DIRECTIONS ▸ List each line in the records below that contains the word "sheep", matching its case exactly.

INFORMATION PROVIDED ▸
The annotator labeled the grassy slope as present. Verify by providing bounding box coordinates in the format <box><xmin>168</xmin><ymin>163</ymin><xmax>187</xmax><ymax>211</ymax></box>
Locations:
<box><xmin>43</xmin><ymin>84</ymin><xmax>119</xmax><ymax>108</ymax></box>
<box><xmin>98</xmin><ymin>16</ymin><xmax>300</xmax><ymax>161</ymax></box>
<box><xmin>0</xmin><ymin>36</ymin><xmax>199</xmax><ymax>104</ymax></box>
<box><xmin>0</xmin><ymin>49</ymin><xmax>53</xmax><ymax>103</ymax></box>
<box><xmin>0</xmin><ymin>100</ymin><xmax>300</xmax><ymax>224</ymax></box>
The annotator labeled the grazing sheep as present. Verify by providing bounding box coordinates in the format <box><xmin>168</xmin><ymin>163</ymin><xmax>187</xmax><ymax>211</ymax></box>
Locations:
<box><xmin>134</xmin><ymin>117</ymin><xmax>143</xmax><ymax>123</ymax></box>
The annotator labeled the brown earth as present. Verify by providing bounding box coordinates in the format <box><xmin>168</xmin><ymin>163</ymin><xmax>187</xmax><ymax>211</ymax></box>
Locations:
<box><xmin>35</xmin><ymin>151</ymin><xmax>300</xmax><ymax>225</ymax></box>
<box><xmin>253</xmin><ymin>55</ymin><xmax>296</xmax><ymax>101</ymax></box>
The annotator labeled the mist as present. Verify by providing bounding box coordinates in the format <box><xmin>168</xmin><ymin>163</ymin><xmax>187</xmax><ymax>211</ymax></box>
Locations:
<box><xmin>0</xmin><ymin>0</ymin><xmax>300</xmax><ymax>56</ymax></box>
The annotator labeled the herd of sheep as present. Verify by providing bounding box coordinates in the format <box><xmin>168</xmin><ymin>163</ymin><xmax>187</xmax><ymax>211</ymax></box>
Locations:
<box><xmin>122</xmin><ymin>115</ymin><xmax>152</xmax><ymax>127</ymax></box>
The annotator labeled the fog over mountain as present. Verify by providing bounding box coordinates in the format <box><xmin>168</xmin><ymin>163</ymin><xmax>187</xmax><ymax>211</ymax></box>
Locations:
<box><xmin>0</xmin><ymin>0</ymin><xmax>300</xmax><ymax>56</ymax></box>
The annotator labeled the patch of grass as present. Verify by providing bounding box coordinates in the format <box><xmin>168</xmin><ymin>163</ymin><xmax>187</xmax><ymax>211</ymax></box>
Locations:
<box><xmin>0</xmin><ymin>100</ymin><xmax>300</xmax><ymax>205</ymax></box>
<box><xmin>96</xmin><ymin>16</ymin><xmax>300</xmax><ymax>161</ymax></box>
==
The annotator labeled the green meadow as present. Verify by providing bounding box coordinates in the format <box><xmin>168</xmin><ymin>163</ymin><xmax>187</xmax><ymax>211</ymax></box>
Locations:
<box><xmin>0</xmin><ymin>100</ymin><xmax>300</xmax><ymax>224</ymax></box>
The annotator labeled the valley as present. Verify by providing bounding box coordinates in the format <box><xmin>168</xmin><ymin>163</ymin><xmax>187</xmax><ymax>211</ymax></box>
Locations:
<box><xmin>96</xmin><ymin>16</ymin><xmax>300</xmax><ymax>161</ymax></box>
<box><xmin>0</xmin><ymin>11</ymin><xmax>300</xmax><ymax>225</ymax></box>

COMPLETE ANSWER ▸
The annotator labeled the grazing sheep as present. Verify by providing bounding box coordinates in the format <box><xmin>168</xmin><ymin>163</ymin><xmax>187</xmax><ymax>211</ymax></box>
The annotator labeled the herd of sheep as present. Verify by providing bounding box coordinates in the format <box><xmin>168</xmin><ymin>163</ymin><xmax>187</xmax><ymax>211</ymax></box>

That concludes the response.